Description of the task - Every record here must be copied exactly, except for the images it holds.

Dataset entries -
━━━━━━━━━━━━━━━━

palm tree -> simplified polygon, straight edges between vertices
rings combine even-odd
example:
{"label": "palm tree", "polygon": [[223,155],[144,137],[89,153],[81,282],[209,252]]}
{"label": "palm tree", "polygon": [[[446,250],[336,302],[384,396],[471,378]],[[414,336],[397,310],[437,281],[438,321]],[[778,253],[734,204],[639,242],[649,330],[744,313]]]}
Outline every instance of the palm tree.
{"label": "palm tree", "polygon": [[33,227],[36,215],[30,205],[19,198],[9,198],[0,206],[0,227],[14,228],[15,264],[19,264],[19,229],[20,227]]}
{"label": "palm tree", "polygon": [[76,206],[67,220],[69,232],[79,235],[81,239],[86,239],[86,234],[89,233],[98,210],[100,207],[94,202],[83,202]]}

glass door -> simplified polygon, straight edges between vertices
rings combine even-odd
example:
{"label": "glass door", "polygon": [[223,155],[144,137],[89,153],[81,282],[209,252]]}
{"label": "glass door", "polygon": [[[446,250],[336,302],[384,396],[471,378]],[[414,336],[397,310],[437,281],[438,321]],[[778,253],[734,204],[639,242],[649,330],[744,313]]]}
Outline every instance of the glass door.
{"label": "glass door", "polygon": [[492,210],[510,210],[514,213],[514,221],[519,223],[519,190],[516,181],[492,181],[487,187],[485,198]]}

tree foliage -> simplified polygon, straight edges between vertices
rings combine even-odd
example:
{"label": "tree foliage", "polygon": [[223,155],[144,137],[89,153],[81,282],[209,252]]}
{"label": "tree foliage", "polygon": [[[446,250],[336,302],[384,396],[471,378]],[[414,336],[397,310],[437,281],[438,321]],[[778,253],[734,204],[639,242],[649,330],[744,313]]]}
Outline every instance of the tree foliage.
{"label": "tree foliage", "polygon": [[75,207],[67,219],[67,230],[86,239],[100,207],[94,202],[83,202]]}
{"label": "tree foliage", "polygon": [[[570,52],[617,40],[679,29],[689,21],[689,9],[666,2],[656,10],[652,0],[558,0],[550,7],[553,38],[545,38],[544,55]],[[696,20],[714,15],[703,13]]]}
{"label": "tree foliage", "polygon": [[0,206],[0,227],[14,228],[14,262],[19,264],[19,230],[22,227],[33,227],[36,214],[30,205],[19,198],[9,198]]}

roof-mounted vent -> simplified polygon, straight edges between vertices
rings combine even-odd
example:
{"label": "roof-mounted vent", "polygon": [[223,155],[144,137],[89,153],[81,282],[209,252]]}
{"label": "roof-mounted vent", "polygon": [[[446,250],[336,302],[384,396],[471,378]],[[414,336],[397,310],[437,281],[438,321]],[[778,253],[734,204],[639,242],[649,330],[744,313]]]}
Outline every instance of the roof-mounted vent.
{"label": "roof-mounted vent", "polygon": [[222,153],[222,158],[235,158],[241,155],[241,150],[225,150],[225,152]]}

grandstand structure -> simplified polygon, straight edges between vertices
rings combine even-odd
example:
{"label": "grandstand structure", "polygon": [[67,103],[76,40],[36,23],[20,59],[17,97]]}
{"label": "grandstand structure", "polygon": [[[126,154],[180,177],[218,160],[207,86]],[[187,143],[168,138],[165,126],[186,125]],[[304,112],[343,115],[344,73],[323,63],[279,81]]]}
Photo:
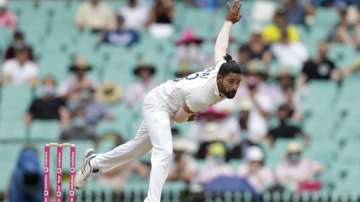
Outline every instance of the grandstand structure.
{"label": "grandstand structure", "polygon": [[[108,1],[108,3],[117,9],[126,1]],[[206,39],[202,46],[203,51],[211,53],[215,34],[220,29],[225,16],[224,11],[200,10],[189,7],[182,1],[176,1],[176,32],[169,40],[153,38],[146,30],[143,30],[140,33],[141,41],[127,48],[99,44],[97,35],[88,31],[79,32],[74,26],[74,15],[79,4],[80,1],[52,0],[9,2],[10,9],[18,16],[19,30],[25,33],[28,43],[35,51],[39,65],[39,78],[51,73],[58,81],[63,80],[68,73],[67,67],[70,65],[71,57],[81,54],[93,65],[91,74],[99,81],[114,81],[122,86],[128,85],[135,80],[132,69],[142,56],[157,67],[157,81],[172,79],[176,67],[171,65],[171,58],[176,49],[175,39],[179,38],[181,31],[192,27],[197,35]],[[245,2],[242,8],[243,20],[233,29],[232,36],[236,39],[236,43],[232,43],[230,47],[233,52],[237,50],[237,43],[246,42],[250,36],[252,4],[253,1]],[[335,8],[317,8],[313,26],[308,29],[299,27],[301,40],[311,55],[315,54],[318,42],[327,37],[338,19]],[[12,31],[0,28],[0,55],[4,53],[11,40]],[[337,67],[344,67],[355,63],[360,58],[360,52],[355,48],[333,43],[329,57],[336,61]],[[277,68],[278,65],[274,62],[270,67],[270,74],[275,74]],[[293,74],[296,75],[298,72],[293,72]],[[340,199],[340,201],[345,201],[347,198],[353,201],[360,200],[358,186],[360,180],[359,87],[360,75],[358,74],[349,76],[338,83],[311,81],[307,96],[302,98],[305,110],[303,128],[311,136],[311,144],[305,148],[305,155],[322,162],[326,168],[320,176],[325,183],[324,187],[316,197],[335,196],[335,199]],[[45,142],[56,141],[59,137],[60,131],[56,122],[36,121],[30,129],[25,127],[24,113],[36,92],[27,86],[1,86],[0,192],[2,193],[7,190],[17,155],[24,143],[34,144],[39,151],[42,151],[41,148]],[[118,119],[113,123],[101,123],[97,128],[99,134],[108,129],[114,129],[125,134],[126,139],[130,139],[141,121],[141,111],[128,109],[123,103],[109,106],[109,111]],[[185,132],[189,125],[179,127]],[[79,165],[83,151],[93,147],[93,143],[90,141],[72,143],[77,145],[77,164]],[[266,164],[269,167],[274,168],[276,163],[283,159],[287,144],[287,140],[279,140],[273,148],[264,145]],[[108,149],[107,145],[100,145],[100,152]],[[41,152],[40,158],[42,159]],[[64,162],[68,162],[68,159]],[[233,161],[231,165],[237,166],[239,163]],[[123,200],[140,201],[146,193],[147,184],[138,178],[131,179],[124,189]],[[187,184],[184,182],[168,182],[165,185],[163,200],[181,201],[180,196],[186,188]],[[111,197],[115,197],[111,187],[99,187],[95,182],[90,185],[89,190],[95,191],[87,191],[83,195],[95,197],[96,201],[110,201]],[[268,196],[268,200],[270,201],[272,197]],[[0,201],[2,200],[4,200],[3,194],[0,195]],[[246,197],[242,196],[242,200],[246,201]],[[250,201],[250,199],[247,200]],[[303,199],[303,201],[310,200],[310,196]]]}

━━━━━━━━━━━━━━━━

Response for this exercise -
palm tree -> simplified polygon, straight edges between vertices
rings combine even-odd
example:
{"label": "palm tree", "polygon": [[223,155],[144,137],[89,153],[81,282],[209,252]]}
{"label": "palm tree", "polygon": [[[446,250],[336,302],[384,396],[471,378]],[[414,336],[397,310],[437,281],[438,321]],[[778,253],[734,204],[639,242],[649,330],[744,313]]]}
Outline every instance of the palm tree.
{"label": "palm tree", "polygon": [[33,227],[36,215],[30,205],[19,198],[9,198],[0,206],[0,227],[14,228],[15,264],[19,264],[19,229],[20,227]]}
{"label": "palm tree", "polygon": [[76,206],[67,220],[69,232],[79,235],[81,239],[86,239],[86,234],[89,233],[98,210],[100,207],[94,202],[83,202]]}

glass door -> simplified polygon, straight edges between vertices
rings combine even-odd
example:
{"label": "glass door", "polygon": [[223,155],[144,137],[89,153],[81,282],[209,252]]}
{"label": "glass door", "polygon": [[[446,250],[336,302],[384,396],[471,378]],[[414,336],[397,310],[437,281],[438,321]],[[778,253],[734,204],[639,242],[649,330],[744,313]]]}
Outline every instance of the glass door.
{"label": "glass door", "polygon": [[492,210],[510,210],[514,213],[514,221],[519,223],[519,190],[516,181],[492,181],[487,187],[485,198]]}

tree foliage -> simplified polygon, straight edges between vertices
rings combine even-odd
example:
{"label": "tree foliage", "polygon": [[223,155],[144,137],[89,153],[81,282],[209,252]]}
{"label": "tree foliage", "polygon": [[[446,250],[336,302],[384,396],[471,378]],[[414,336],[397,310],[437,281],[438,321]],[[778,253],[734,204],[639,242],[649,330],[744,313]]]}
Outline every instance of the tree foliage.
{"label": "tree foliage", "polygon": [[75,207],[67,219],[67,230],[86,239],[100,207],[94,202],[83,202]]}
{"label": "tree foliage", "polygon": [[[570,52],[617,40],[679,29],[689,21],[689,9],[666,2],[656,10],[652,0],[558,0],[550,7],[553,38],[545,38],[544,55]],[[696,20],[714,15],[703,13]]]}
{"label": "tree foliage", "polygon": [[0,206],[0,227],[14,228],[14,262],[19,264],[19,230],[22,227],[33,227],[36,214],[30,205],[19,198],[9,198]]}

roof-mounted vent -> simplified polygon, straight edges between vertices
rings combine even-odd
example:
{"label": "roof-mounted vent", "polygon": [[223,155],[144,137],[89,153],[81,282],[209,252]]}
{"label": "roof-mounted vent", "polygon": [[[446,250],[336,302],[384,396],[471,378]],[[414,336],[397,310],[437,281],[438,321]],[[778,253],[734,204],[639,242],[649,330],[744,313]]]}
Outline every instance of the roof-mounted vent.
{"label": "roof-mounted vent", "polygon": [[222,153],[222,158],[235,158],[241,155],[241,150],[225,150],[225,152]]}

grandstand structure -> simplified polygon, straight edges between vertices
rings combine even-odd
example:
{"label": "grandstand structure", "polygon": [[67,103],[76,40],[36,23],[20,59],[17,97]]}
{"label": "grandstand structure", "polygon": [[[126,154],[180,177],[218,160],[207,86]],[[187,143],[168,138],[165,126],[186,125]],[[304,112],[343,115],[344,73],[323,63],[279,81]]]}
Photo:
Outline every instance of the grandstand structure.
{"label": "grandstand structure", "polygon": [[[108,1],[108,3],[117,9],[126,1]],[[206,39],[202,46],[203,51],[211,53],[215,34],[220,29],[225,16],[224,11],[200,10],[189,7],[182,1],[176,1],[176,32],[169,40],[153,38],[146,30],[143,30],[140,33],[141,41],[127,48],[99,44],[97,35],[88,31],[79,32],[74,26],[74,15],[79,4],[80,1],[52,0],[9,2],[10,9],[18,16],[19,30],[25,33],[28,43],[35,51],[39,65],[39,78],[51,73],[58,81],[63,80],[68,73],[67,67],[70,65],[71,57],[81,54],[93,65],[91,74],[99,81],[114,81],[122,86],[128,85],[135,80],[132,69],[142,56],[157,67],[157,81],[172,79],[176,67],[171,65],[171,58],[176,49],[175,39],[179,38],[181,31],[192,27],[197,35]],[[245,2],[242,8],[243,20],[233,29],[232,36],[236,39],[236,43],[232,43],[230,47],[233,52],[237,50],[237,43],[246,42],[250,36],[252,4],[253,1]],[[335,8],[317,8],[313,26],[308,29],[299,27],[301,40],[311,55],[315,54],[318,42],[327,37],[338,19]],[[12,31],[0,28],[0,55],[4,53],[11,40]],[[337,67],[344,67],[355,63],[360,58],[360,52],[355,48],[333,43],[329,57],[336,61]],[[277,68],[278,65],[274,62],[270,67],[270,74],[275,74]],[[293,74],[296,75],[298,72],[293,72]],[[340,199],[340,201],[345,201],[347,198],[353,201],[360,200],[358,186],[360,180],[359,87],[360,75],[358,74],[349,76],[338,83],[311,81],[307,96],[302,98],[305,110],[303,128],[311,136],[311,144],[305,148],[305,155],[322,162],[326,168],[320,176],[325,183],[324,187],[316,197],[335,196],[335,199]],[[45,142],[56,141],[59,137],[60,131],[56,122],[36,121],[30,129],[25,127],[24,113],[36,92],[27,86],[1,86],[0,192],[2,193],[7,190],[17,155],[24,143],[34,144],[39,151],[42,151],[41,148]],[[118,119],[113,123],[101,123],[97,128],[99,134],[108,129],[114,129],[125,134],[126,139],[130,139],[141,121],[141,111],[128,109],[123,103],[109,106],[109,111]],[[185,132],[189,125],[179,127]],[[79,165],[83,151],[93,147],[93,143],[90,141],[72,143],[77,145],[77,164]],[[266,164],[269,167],[274,168],[276,163],[283,159],[287,144],[287,140],[279,140],[273,148],[264,145]],[[108,149],[107,145],[100,145],[100,152]],[[41,152],[40,158],[42,159]],[[64,162],[68,162],[68,159]],[[233,161],[231,165],[237,166],[239,163]],[[123,200],[140,201],[146,193],[147,184],[138,178],[131,179],[124,189]],[[187,184],[184,182],[168,182],[165,185],[163,200],[181,201],[180,196],[186,188]],[[111,197],[115,197],[111,187],[99,187],[95,182],[90,185],[89,190],[95,191],[87,191],[83,195],[95,197],[96,201],[110,201]],[[268,196],[268,200],[270,201],[272,197]],[[0,201],[2,200],[4,200],[3,194],[0,195]],[[246,197],[242,196],[242,200],[246,201]],[[250,201],[250,199],[247,200]],[[303,199],[303,201],[310,200],[310,196]]]}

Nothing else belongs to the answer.